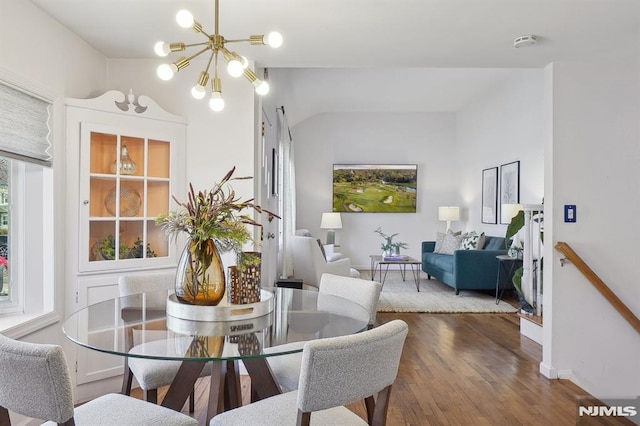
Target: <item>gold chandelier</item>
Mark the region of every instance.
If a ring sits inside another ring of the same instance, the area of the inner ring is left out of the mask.
[[[182,52],[190,47],[200,46],[201,50],[191,56],[182,57],[175,62],[162,64],[158,67],[158,77],[162,80],[171,80],[175,73],[189,65],[189,61],[202,55],[205,52],[211,52],[207,67],[200,72],[198,81],[191,89],[191,95],[196,99],[202,99],[206,95],[206,86],[209,81],[209,69],[213,63],[213,78],[211,79],[211,99],[209,107],[214,111],[222,111],[224,109],[224,99],[222,98],[222,84],[218,78],[218,56],[222,55],[227,63],[227,71],[233,77],[244,75],[249,82],[255,87],[258,95],[266,95],[269,92],[269,83],[260,80],[254,71],[248,65],[249,61],[244,56],[240,56],[236,52],[230,51],[225,47],[227,43],[249,42],[252,45],[269,45],[271,47],[280,47],[282,45],[282,36],[278,32],[271,32],[266,37],[264,35],[252,35],[247,39],[227,40],[218,32],[218,0],[215,0],[214,11],[214,33],[207,34],[202,30],[202,25],[193,19],[193,15],[188,10],[181,10],[176,14],[176,22],[183,28],[192,28],[195,32],[206,37],[206,41],[202,43],[185,44],[165,43],[159,41],[156,43],[154,50],[158,56],[166,57],[172,52]]]

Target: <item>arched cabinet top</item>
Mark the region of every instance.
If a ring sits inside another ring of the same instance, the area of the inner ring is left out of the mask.
[[[65,105],[134,117],[186,123],[184,117],[171,114],[150,97],[145,95],[138,96],[133,93],[133,90],[129,90],[127,94],[119,90],[109,90],[98,97],[90,99],[66,98]]]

*Brief*. Convert the listing above into a two-column CSV with the headers "instruction" and "outline", one row per request. Put each request's text and its answer in a single quoted field, replace line breaks with spaces, and leave out the pictures.

*Task result*.
instruction,outline
"Target: <item>gold chandelier</item> Mark the region of every instance. If a ring sits inside another ring of the same instance, the area of the inner ring is left out of the mask.","[[[182,52],[190,47],[200,46],[201,50],[191,56],[182,57],[175,62],[162,64],[158,67],[158,77],[162,80],[171,80],[175,73],[189,65],[189,61],[202,55],[205,52],[211,52],[207,67],[200,72],[198,81],[191,89],[191,95],[196,99],[202,99],[206,95],[206,86],[209,81],[209,69],[213,63],[213,78],[211,79],[211,99],[209,107],[214,111],[222,111],[224,109],[224,99],[222,98],[222,84],[218,78],[218,56],[222,55],[227,63],[227,71],[233,77],[244,75],[249,82],[255,87],[258,95],[266,95],[269,92],[269,83],[260,80],[254,71],[248,65],[249,61],[244,56],[240,56],[236,52],[230,51],[225,47],[227,43],[249,42],[252,45],[269,45],[271,47],[280,47],[282,45],[282,36],[278,32],[271,32],[266,37],[264,35],[252,35],[247,39],[227,40],[218,32],[218,0],[215,0],[214,11],[214,33],[207,34],[202,30],[202,25],[193,19],[193,15],[188,10],[181,10],[176,14],[176,22],[183,28],[192,28],[195,32],[206,37],[206,41],[202,43],[185,44],[165,43],[159,41],[156,43],[154,50],[158,56],[166,57],[172,52]]]"
"Target: <item>arched cabinet top</item> Mark the region of every instance. If a ring sits inside another ring of the same instance, the area of the inner ring is left out of the mask.","[[[65,105],[134,117],[186,123],[184,117],[171,114],[150,97],[145,95],[138,96],[133,93],[133,90],[129,90],[127,94],[119,90],[109,90],[98,97],[90,99],[66,98]]]"